**CONSIGNE**
Répondez aux trois questions suivantes à l'aide de l'extrait choisi.
(a) Comment s'appelle le fox-terrier dont Jerry et Lucy se disputent la garde ?
(b) En quelle année le film Cette sacrée vérité a-t-il été réalisé ?
(c) En quelle année le Code Hays a-t-il été instauré ?

**EXTRAIT CHOISI**
※
Ils avaient tout pour être heureux mais c’était sans compter quelques petits mensonges, et fondé ou non, le soupçon s’est invité chez les Warriner. Rien ne va plus, leur mariage, trop hâtif, était une lubie : c’est décidé, Jerry et Lucy vont divorcer ! Au tribunal, ils se disputent la garde de Mr. Smith, leur cher fox-terrier, mais les choses vont encore se corser avec l’arrivée de potentiels prétendants et conquêtes… Plus espiègles et malicieux que jamais, Jerry et Lucy font tout pour ruiner leurs nouvelles chances respectives de trouver l’âme sœur. Le chassé-croisé est lancé et si tous les coups sont permis, c’est bien que ces deux-là ne sont pas si mal assortis…

Critique du film

Réalisé en 1937 et adapté d’une pièce de théâtre créée en 1922, Cette sacrée vérité appartient à un des sous-genres de la screwball comedy, qu’on nomme comédie du remariage et qui comporte plusieurs réussites mémorables dont New York-Miami ou La Dame du vendredi. Cet film est fondé sur la séparation, le divorce d’un couple qui va chercher ensuite à se réconcilier, tout en traversant des péripéties qui produiront autant de gags visuels, de situations burlesques ou de dialogues mitraillés et plein de sous-entendus. Sous-entendus d’autant plus savoureux qu’on imagine bien à quel point il fallait se creuser les méninges pour contourner la censure et le fameux Code Hays instauré en 1934.
※
**DONNÉES FOURNIES**
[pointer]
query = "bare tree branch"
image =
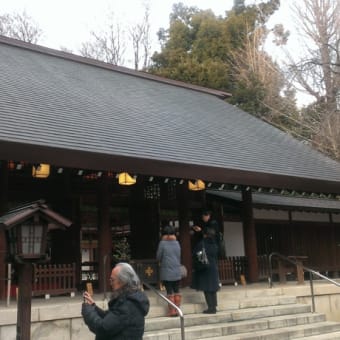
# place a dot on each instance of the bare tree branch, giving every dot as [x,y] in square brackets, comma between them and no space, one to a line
[20,26]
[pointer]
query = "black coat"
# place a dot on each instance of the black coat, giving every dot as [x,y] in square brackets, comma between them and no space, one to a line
[124,320]
[207,279]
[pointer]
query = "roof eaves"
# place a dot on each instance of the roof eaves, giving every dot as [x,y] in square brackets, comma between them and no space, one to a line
[115,68]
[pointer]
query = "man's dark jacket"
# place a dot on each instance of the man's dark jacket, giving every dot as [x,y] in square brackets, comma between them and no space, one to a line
[124,320]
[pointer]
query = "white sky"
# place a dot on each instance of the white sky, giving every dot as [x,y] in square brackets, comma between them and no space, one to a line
[67,23]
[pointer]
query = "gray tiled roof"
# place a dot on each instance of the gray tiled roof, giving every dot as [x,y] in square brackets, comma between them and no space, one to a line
[73,113]
[263,199]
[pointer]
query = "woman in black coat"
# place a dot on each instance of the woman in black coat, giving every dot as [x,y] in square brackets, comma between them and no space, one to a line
[207,279]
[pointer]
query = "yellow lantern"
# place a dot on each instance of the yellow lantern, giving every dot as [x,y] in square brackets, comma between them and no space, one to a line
[197,185]
[125,179]
[41,170]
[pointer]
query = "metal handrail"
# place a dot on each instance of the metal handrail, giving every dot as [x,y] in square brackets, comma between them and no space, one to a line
[311,272]
[179,311]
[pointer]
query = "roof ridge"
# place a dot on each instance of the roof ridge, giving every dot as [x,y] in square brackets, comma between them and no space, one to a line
[121,69]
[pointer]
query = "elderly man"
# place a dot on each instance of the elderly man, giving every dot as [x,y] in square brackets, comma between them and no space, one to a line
[128,307]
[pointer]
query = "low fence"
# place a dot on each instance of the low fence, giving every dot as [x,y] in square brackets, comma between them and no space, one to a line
[54,279]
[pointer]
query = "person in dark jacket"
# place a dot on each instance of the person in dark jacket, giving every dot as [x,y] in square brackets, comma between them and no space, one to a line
[169,257]
[207,222]
[125,317]
[207,279]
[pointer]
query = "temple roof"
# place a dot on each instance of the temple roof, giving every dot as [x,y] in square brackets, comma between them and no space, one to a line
[67,110]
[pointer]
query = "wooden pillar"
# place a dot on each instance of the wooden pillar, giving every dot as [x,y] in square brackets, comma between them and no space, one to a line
[3,209]
[184,231]
[144,222]
[249,235]
[104,234]
[24,301]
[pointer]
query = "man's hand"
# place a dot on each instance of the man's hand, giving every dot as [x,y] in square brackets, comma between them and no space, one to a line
[196,228]
[88,298]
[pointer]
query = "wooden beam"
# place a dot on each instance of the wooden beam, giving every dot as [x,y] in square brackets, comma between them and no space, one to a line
[249,235]
[104,234]
[3,209]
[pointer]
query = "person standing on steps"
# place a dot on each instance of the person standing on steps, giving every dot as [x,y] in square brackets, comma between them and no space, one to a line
[125,317]
[207,279]
[207,222]
[169,257]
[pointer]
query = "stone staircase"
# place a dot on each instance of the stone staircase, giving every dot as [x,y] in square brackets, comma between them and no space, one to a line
[243,314]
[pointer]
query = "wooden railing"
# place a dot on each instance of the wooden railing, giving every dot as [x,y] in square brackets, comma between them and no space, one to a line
[54,279]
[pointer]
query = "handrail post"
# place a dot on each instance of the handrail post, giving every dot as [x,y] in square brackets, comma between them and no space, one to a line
[179,311]
[270,278]
[312,290]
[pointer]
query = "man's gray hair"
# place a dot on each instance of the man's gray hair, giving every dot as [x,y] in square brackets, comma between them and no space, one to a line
[128,276]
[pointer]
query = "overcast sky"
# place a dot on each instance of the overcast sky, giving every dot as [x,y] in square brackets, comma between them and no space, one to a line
[67,23]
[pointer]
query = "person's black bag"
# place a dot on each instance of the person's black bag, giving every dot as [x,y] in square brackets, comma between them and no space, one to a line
[221,246]
[201,260]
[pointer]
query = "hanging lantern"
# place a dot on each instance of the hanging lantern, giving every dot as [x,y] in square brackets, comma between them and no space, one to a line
[125,179]
[197,185]
[41,170]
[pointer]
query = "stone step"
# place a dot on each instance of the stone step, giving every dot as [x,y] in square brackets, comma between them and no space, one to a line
[159,307]
[158,312]
[327,336]
[310,331]
[218,327]
[229,293]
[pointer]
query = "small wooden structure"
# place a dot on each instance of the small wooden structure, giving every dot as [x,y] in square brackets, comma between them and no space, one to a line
[54,279]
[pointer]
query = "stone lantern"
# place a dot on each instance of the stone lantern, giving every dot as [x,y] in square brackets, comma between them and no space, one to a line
[26,230]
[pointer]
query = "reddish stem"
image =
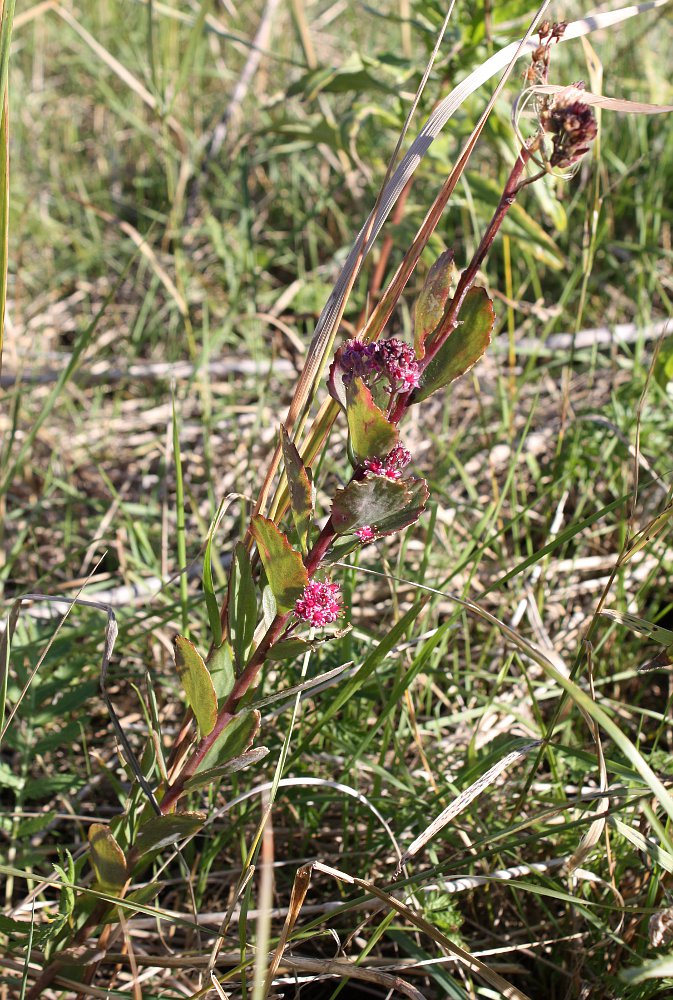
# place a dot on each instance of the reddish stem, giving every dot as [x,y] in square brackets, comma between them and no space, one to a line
[316,555]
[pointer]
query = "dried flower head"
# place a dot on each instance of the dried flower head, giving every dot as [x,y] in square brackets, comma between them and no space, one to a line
[391,466]
[571,123]
[319,604]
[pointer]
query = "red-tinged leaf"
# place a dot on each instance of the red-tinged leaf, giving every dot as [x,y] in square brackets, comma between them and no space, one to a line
[161,831]
[300,487]
[233,741]
[108,860]
[371,435]
[432,300]
[283,565]
[368,502]
[464,346]
[242,604]
[418,493]
[197,683]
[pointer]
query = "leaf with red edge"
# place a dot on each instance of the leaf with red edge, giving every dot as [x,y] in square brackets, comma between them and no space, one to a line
[377,501]
[371,435]
[463,347]
[432,300]
[108,859]
[235,739]
[418,493]
[197,683]
[300,486]
[283,565]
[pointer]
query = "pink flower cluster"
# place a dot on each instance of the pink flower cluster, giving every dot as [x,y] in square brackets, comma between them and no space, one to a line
[391,466]
[366,533]
[319,604]
[391,359]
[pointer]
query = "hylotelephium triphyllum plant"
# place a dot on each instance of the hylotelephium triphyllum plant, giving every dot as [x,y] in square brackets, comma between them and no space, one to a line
[374,382]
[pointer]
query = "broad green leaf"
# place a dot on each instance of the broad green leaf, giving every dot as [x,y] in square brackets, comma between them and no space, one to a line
[107,858]
[371,435]
[432,300]
[300,486]
[242,605]
[369,501]
[464,346]
[239,763]
[234,740]
[197,683]
[283,565]
[160,831]
[221,668]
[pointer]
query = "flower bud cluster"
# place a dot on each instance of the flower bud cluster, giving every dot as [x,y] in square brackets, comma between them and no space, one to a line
[391,466]
[390,359]
[319,604]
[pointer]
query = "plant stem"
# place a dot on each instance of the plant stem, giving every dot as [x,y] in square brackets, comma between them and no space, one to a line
[327,535]
[449,321]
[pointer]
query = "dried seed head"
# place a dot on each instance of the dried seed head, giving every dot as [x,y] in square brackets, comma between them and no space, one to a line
[571,123]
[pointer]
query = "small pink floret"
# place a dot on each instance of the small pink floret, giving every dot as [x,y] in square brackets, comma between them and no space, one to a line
[366,533]
[391,466]
[319,604]
[399,362]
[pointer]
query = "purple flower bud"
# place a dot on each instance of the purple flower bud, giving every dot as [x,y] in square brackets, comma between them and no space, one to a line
[366,533]
[319,604]
[391,466]
[398,362]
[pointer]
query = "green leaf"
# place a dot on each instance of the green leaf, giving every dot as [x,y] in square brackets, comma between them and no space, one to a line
[234,740]
[242,605]
[371,435]
[196,682]
[208,584]
[269,606]
[283,565]
[418,493]
[663,366]
[221,668]
[432,300]
[378,502]
[464,346]
[107,858]
[300,486]
[235,764]
[160,831]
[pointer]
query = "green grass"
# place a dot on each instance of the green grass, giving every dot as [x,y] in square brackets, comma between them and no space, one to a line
[531,496]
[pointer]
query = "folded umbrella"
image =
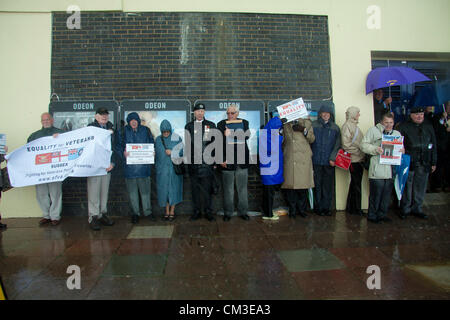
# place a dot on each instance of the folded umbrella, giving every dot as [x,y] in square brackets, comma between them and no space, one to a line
[392,76]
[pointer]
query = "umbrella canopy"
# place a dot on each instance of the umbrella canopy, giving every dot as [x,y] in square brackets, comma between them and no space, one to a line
[392,76]
[432,94]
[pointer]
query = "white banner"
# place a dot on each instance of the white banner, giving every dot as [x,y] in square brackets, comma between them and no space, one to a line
[293,110]
[140,153]
[83,152]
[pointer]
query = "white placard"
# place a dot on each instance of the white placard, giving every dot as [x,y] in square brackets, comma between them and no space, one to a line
[140,153]
[293,110]
[83,152]
[391,146]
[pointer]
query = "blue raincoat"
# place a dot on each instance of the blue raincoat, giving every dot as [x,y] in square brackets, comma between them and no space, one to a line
[271,156]
[128,135]
[169,185]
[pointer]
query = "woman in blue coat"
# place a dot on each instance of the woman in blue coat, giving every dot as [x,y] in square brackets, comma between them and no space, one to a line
[169,185]
[271,163]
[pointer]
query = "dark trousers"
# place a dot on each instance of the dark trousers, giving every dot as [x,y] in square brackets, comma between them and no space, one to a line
[414,192]
[379,197]
[323,190]
[268,194]
[297,200]
[354,191]
[202,188]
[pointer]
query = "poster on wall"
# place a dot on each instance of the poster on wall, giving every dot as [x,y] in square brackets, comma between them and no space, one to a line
[153,111]
[250,110]
[76,114]
[313,106]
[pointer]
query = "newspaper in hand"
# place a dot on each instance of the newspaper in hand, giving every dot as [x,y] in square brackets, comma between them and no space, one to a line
[293,110]
[2,143]
[391,146]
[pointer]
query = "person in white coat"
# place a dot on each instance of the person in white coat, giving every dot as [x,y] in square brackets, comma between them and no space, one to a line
[380,175]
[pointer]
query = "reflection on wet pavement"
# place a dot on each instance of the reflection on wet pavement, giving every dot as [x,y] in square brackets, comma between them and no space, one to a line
[312,258]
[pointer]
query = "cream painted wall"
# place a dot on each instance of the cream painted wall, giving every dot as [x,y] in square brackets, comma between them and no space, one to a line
[25,39]
[406,26]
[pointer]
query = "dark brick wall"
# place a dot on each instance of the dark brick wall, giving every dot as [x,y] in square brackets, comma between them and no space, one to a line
[187,55]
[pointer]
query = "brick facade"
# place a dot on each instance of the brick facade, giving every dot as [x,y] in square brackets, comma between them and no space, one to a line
[192,56]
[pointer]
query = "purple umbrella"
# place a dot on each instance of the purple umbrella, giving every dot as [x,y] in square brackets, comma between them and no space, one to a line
[392,76]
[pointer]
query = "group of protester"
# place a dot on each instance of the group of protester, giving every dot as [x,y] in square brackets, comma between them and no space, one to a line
[296,156]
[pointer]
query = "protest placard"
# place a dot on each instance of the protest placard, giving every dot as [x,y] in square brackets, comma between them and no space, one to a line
[293,110]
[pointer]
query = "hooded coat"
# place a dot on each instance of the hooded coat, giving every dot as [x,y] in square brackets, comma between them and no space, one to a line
[274,153]
[298,168]
[142,134]
[351,135]
[169,185]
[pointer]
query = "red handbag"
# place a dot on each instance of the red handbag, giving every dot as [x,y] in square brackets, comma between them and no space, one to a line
[343,159]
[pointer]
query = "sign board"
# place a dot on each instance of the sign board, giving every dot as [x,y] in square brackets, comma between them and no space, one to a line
※
**RÉPONSE**
(a) Mr. Smith
(b) En 1937
(c) En 1934